▸ **Problem to work on**:
If "sweater" shows up in a line of the material, return that line.
----------
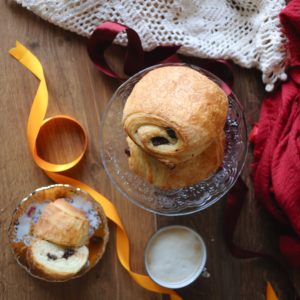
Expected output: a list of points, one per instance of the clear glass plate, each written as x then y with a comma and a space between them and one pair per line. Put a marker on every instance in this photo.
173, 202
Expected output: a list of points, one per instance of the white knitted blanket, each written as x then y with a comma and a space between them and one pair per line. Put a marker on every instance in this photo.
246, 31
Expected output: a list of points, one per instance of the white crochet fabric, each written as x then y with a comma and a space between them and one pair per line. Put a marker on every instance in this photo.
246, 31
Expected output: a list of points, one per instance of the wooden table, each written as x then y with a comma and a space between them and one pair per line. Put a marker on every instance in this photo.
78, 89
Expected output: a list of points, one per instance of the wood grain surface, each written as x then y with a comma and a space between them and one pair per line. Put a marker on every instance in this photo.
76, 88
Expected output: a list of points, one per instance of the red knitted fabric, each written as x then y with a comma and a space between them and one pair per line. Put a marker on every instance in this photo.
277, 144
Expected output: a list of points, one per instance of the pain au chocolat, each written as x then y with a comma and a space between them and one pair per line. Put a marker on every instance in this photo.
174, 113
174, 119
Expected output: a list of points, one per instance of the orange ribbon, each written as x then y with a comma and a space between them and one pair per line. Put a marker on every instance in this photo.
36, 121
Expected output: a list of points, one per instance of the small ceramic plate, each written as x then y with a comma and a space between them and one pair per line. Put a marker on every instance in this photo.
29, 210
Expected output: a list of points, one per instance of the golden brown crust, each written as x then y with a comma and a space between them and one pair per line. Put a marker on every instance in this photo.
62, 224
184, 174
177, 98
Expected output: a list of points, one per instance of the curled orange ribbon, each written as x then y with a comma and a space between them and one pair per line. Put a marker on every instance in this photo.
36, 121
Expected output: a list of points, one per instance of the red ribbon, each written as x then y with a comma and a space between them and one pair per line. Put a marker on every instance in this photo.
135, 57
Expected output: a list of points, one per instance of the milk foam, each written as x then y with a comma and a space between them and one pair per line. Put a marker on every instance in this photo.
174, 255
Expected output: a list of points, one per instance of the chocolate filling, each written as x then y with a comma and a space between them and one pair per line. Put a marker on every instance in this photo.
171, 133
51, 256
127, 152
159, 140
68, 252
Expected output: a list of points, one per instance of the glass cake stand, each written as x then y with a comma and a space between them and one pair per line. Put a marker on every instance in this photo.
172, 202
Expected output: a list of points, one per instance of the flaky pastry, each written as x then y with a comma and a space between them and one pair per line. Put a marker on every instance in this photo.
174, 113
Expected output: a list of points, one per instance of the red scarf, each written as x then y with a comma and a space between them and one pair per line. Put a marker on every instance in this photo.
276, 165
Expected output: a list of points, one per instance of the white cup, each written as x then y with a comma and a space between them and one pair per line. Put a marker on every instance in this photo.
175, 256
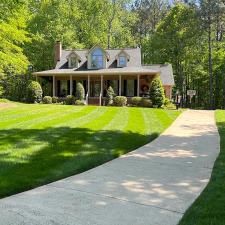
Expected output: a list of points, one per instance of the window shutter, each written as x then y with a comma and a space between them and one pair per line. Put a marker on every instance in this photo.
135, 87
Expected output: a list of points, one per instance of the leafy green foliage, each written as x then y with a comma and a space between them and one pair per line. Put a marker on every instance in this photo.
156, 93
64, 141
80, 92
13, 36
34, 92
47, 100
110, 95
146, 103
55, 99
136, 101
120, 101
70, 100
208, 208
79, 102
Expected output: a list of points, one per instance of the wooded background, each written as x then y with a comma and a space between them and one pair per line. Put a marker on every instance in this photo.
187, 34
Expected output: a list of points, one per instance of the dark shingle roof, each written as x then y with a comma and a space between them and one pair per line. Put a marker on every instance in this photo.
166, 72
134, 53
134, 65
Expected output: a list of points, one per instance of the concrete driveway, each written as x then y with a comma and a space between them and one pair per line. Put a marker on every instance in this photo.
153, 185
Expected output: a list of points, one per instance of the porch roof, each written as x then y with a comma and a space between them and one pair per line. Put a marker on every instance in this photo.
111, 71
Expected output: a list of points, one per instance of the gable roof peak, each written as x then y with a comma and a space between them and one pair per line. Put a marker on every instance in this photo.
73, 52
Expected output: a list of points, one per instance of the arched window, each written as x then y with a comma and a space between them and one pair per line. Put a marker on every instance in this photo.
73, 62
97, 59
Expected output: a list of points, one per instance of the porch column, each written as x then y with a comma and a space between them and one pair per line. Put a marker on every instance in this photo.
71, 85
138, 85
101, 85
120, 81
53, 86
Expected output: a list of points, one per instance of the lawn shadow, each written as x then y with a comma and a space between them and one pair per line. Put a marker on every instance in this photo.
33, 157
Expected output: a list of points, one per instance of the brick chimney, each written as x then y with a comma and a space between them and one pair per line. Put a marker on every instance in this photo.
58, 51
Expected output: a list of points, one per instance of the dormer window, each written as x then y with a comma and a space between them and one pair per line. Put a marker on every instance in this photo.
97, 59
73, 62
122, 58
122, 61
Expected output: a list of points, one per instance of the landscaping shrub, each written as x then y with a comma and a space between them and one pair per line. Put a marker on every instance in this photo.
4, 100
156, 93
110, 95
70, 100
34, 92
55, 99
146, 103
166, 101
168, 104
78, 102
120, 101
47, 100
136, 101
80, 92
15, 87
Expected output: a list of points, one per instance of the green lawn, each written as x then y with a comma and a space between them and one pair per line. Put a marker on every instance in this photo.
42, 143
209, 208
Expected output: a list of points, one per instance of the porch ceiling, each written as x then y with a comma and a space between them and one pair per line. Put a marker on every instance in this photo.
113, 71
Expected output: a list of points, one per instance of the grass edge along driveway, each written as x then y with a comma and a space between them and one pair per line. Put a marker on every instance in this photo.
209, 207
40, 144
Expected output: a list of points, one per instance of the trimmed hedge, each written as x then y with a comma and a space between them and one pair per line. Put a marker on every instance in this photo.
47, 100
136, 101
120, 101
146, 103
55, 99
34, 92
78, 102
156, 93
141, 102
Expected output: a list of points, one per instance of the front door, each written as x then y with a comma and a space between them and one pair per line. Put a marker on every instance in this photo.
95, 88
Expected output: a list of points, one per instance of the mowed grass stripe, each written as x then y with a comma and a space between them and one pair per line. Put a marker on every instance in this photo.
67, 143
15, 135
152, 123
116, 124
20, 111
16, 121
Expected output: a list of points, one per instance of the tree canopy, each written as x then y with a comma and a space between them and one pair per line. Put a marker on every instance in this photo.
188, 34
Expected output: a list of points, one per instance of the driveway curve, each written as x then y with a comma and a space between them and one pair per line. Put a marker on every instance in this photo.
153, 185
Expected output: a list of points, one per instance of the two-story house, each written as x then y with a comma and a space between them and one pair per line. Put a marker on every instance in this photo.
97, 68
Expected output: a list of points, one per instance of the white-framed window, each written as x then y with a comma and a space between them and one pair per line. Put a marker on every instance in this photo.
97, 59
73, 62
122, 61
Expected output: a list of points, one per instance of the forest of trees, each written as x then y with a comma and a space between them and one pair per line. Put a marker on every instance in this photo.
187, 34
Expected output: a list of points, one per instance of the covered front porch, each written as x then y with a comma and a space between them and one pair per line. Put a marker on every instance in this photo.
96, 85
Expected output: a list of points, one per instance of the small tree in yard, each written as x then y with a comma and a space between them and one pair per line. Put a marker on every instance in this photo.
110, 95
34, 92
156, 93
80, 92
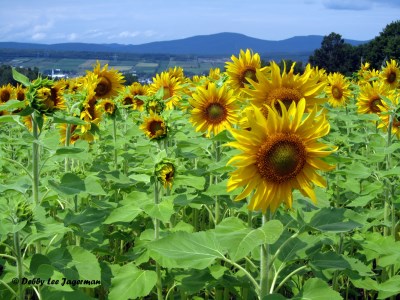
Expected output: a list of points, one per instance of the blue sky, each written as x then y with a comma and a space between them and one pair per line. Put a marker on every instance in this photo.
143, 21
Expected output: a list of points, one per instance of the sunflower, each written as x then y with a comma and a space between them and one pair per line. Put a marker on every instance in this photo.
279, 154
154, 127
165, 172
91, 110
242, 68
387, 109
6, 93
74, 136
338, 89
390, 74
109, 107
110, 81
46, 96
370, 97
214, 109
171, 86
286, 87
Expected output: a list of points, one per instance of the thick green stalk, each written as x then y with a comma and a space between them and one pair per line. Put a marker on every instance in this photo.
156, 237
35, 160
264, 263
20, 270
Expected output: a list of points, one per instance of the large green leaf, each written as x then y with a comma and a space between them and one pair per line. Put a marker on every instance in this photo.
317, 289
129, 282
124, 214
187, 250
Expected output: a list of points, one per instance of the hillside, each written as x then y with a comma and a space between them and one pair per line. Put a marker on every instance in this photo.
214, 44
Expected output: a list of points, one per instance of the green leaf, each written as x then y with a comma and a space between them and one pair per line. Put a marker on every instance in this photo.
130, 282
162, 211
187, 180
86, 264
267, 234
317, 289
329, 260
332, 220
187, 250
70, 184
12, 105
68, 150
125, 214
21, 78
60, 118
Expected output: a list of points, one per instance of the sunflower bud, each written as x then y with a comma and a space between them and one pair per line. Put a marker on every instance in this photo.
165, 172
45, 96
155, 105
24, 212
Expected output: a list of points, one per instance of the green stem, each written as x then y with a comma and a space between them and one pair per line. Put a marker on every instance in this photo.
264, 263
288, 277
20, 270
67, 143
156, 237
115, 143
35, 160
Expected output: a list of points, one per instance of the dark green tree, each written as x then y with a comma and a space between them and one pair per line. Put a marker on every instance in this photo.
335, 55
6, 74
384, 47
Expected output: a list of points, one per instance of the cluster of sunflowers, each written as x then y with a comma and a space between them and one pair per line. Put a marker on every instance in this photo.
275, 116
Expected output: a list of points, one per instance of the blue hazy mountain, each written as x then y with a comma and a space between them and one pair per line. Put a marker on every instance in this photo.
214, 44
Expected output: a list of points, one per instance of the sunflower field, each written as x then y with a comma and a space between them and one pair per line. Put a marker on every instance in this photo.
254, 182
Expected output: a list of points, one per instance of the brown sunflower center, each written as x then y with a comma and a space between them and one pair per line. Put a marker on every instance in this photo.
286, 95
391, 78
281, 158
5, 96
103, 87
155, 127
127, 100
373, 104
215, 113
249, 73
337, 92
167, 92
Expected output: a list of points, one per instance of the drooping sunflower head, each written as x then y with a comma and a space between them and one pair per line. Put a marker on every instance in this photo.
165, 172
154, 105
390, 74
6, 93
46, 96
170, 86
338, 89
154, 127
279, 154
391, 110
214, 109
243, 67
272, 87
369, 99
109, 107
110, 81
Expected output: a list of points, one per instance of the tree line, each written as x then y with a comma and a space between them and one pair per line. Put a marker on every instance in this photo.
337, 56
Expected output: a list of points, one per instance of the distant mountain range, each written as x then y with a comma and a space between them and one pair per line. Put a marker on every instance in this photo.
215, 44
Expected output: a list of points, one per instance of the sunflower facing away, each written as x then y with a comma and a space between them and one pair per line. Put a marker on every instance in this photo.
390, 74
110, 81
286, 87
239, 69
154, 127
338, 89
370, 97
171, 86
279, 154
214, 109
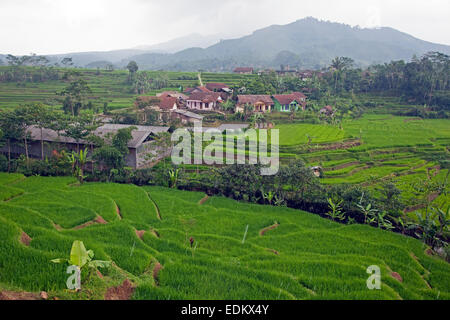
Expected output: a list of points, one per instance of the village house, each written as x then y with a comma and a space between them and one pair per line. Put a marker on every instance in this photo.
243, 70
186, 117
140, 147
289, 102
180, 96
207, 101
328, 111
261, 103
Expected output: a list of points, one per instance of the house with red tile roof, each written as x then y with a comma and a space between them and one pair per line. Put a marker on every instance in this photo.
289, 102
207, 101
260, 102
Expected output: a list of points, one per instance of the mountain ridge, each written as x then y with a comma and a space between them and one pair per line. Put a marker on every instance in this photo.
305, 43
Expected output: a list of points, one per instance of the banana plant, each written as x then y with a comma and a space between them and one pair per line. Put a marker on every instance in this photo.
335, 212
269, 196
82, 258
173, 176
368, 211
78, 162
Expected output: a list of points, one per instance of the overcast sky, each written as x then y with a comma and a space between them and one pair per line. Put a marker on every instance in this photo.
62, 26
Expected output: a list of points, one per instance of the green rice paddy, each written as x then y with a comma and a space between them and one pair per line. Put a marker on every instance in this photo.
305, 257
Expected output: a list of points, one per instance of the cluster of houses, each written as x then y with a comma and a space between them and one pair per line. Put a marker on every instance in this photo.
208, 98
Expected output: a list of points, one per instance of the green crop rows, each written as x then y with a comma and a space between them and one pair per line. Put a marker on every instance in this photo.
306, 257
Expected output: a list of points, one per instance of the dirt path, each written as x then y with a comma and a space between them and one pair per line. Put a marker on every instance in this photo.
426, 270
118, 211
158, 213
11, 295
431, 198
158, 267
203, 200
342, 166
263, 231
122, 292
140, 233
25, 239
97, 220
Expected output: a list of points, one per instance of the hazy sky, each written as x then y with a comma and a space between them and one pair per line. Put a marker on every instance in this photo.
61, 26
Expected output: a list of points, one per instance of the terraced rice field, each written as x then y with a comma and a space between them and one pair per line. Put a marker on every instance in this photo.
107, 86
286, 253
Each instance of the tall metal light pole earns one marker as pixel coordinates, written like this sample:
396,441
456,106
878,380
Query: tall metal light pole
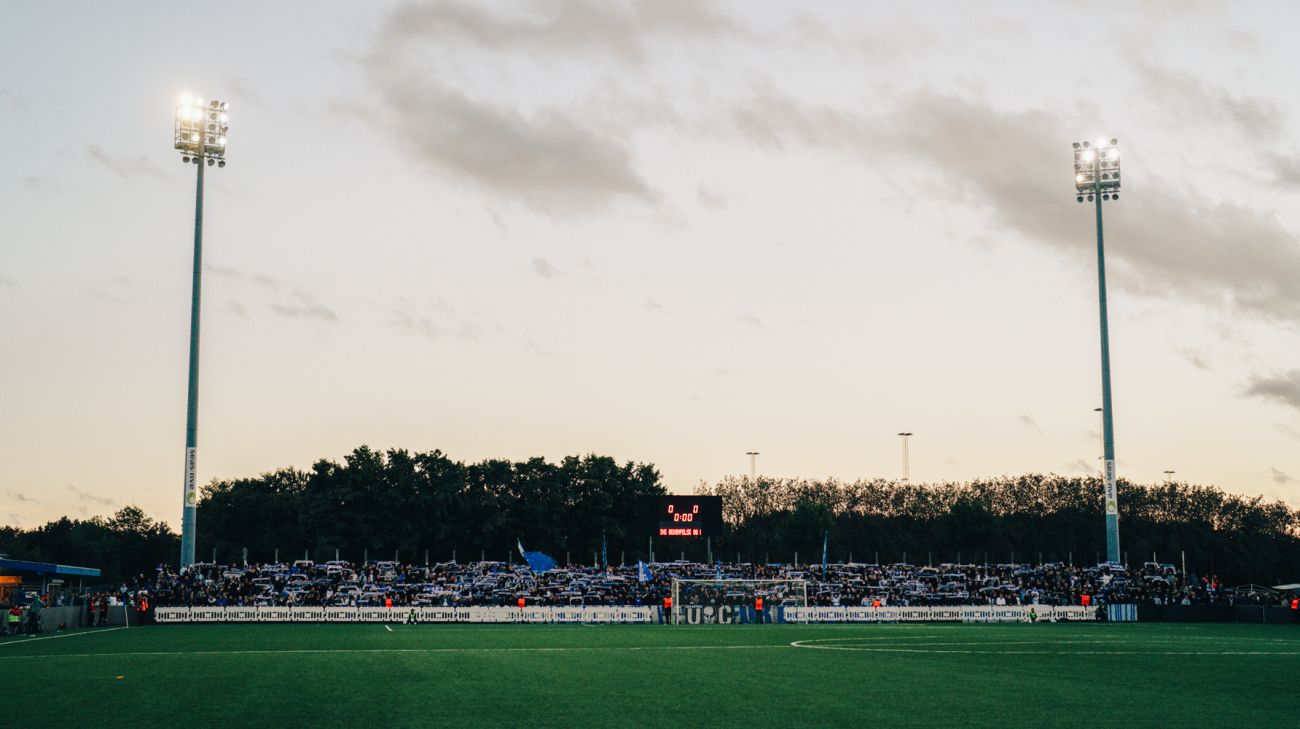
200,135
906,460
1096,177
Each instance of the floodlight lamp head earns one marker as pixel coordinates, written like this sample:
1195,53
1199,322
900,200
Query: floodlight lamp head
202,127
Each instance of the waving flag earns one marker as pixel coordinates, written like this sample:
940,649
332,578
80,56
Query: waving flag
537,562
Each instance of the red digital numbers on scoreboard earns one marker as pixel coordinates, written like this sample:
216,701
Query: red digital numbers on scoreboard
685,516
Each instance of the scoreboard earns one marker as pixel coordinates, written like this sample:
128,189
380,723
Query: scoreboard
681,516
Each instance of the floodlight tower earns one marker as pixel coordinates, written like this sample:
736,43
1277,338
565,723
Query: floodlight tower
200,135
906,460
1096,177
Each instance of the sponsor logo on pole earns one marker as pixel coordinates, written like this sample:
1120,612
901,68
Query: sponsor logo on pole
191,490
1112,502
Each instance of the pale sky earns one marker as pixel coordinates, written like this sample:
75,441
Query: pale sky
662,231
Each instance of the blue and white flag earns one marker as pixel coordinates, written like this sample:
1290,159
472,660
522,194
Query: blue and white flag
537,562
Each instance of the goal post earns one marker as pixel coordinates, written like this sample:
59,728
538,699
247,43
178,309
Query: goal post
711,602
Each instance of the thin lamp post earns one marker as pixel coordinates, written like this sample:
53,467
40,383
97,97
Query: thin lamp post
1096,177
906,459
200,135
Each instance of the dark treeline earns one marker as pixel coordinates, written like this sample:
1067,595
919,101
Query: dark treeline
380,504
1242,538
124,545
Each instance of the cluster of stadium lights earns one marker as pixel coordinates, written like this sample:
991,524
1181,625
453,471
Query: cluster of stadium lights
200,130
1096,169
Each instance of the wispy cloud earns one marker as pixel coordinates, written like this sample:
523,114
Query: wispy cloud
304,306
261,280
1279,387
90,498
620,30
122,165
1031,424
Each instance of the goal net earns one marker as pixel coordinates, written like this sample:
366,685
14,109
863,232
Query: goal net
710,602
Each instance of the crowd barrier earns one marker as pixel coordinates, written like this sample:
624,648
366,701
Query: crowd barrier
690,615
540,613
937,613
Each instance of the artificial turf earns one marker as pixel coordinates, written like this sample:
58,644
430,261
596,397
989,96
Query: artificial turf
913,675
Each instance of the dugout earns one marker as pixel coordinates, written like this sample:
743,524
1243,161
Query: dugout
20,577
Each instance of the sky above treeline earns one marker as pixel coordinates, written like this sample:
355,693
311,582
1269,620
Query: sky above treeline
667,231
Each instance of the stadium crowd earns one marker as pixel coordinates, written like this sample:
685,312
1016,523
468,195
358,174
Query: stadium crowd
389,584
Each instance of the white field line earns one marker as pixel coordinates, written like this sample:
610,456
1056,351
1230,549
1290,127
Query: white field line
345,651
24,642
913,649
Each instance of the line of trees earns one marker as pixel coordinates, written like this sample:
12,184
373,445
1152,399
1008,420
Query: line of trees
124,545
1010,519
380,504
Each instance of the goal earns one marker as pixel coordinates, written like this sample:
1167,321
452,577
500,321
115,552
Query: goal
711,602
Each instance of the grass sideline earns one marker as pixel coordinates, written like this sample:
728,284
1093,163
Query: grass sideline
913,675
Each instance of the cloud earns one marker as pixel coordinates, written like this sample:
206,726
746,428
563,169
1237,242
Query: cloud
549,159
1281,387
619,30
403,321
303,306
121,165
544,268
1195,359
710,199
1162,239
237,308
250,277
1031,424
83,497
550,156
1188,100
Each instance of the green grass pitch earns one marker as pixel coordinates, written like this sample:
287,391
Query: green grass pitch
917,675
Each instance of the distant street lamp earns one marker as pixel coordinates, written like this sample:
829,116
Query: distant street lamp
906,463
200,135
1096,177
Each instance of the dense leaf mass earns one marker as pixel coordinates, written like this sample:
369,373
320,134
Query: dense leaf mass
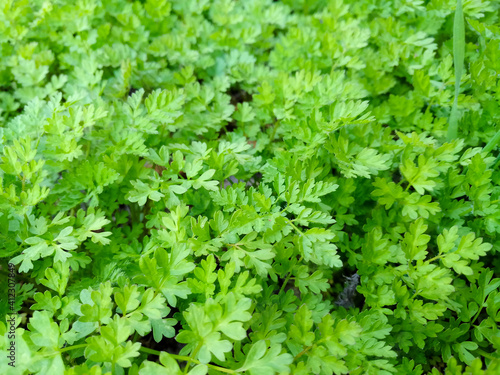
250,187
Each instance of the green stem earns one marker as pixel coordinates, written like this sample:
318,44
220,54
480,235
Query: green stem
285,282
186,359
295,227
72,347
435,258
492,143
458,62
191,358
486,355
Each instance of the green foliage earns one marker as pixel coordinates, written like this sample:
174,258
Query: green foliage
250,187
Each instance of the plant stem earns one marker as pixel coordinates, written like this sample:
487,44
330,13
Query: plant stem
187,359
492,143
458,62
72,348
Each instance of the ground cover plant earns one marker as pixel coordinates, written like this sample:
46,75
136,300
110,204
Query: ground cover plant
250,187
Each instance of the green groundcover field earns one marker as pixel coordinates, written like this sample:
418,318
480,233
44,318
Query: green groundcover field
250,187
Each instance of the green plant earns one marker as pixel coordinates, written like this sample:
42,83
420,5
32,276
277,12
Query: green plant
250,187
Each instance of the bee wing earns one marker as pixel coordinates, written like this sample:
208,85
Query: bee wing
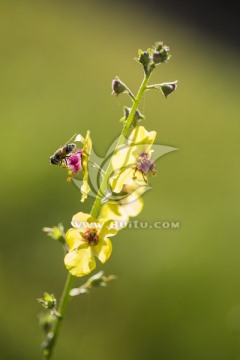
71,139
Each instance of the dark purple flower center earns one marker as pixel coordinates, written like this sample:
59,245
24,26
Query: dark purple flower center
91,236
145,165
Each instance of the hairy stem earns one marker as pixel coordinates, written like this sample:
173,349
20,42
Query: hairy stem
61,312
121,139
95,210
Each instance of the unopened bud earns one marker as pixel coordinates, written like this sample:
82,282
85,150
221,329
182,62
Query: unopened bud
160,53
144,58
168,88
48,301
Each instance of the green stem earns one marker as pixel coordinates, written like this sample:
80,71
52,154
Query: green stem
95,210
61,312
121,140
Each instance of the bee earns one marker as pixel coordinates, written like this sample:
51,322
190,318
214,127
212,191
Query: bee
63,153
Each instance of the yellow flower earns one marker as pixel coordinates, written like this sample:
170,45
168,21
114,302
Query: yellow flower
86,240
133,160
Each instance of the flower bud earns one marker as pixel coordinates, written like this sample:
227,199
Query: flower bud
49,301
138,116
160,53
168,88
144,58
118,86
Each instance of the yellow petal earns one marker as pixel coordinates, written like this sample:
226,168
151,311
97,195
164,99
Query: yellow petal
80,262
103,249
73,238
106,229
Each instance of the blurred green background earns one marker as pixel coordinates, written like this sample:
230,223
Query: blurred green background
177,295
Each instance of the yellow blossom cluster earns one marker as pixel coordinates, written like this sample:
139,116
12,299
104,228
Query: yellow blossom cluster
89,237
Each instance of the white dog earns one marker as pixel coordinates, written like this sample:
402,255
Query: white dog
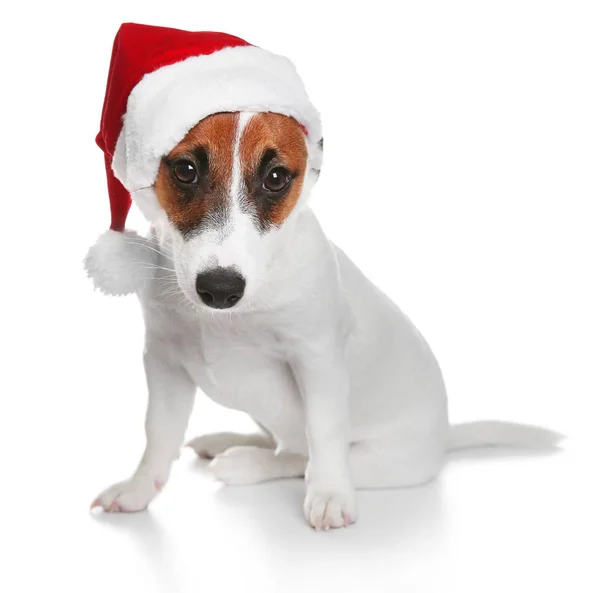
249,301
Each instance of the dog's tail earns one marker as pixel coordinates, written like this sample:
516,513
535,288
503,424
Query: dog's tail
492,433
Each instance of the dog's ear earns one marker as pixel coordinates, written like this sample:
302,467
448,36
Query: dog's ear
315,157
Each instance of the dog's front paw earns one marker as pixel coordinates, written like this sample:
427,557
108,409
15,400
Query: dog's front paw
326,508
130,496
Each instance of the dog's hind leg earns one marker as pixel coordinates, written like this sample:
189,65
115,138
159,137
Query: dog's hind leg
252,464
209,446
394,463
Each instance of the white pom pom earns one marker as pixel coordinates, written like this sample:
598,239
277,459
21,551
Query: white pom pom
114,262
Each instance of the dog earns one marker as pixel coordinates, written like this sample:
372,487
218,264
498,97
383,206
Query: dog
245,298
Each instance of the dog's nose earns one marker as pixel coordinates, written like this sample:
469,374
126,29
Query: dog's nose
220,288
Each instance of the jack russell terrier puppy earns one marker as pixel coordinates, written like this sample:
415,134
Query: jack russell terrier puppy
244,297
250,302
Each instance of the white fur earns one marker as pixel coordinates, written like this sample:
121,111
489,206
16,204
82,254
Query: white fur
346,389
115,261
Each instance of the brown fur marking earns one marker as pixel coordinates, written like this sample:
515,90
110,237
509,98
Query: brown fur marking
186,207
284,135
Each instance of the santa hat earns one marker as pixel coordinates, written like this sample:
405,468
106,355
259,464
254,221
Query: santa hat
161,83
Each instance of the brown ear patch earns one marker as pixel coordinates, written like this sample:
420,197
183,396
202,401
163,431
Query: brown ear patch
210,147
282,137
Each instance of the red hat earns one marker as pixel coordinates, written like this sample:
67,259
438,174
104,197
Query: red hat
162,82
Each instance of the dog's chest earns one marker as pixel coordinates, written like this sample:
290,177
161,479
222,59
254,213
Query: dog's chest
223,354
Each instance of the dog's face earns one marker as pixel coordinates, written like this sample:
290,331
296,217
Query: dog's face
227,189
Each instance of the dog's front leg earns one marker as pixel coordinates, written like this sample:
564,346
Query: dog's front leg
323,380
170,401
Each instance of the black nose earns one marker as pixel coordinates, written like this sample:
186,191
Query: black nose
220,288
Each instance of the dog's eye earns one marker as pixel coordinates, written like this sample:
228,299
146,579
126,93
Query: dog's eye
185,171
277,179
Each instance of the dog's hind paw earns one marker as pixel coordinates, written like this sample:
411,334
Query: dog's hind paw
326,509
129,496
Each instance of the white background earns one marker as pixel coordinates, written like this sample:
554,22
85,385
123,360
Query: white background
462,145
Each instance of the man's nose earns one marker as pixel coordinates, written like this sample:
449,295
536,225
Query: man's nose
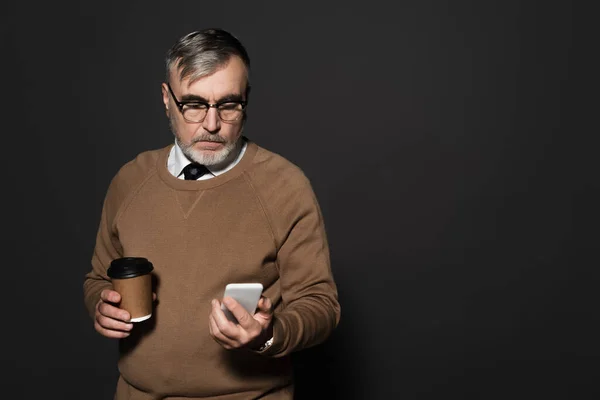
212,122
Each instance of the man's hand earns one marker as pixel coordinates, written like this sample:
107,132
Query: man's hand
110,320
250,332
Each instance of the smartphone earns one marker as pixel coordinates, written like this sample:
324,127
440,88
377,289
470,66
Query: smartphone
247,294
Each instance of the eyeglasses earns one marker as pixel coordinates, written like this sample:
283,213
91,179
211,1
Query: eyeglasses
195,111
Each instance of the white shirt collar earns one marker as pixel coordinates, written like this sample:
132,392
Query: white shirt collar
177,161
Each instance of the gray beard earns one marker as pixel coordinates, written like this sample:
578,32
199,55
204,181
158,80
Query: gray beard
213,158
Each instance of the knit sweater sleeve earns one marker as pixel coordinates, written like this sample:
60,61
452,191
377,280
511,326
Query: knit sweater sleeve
----------
▸ **Answer below**:
Each instance of the knit sweater sleeve earns one marker as pixel coordinates, written like this sample:
Query: knit sweater sleeve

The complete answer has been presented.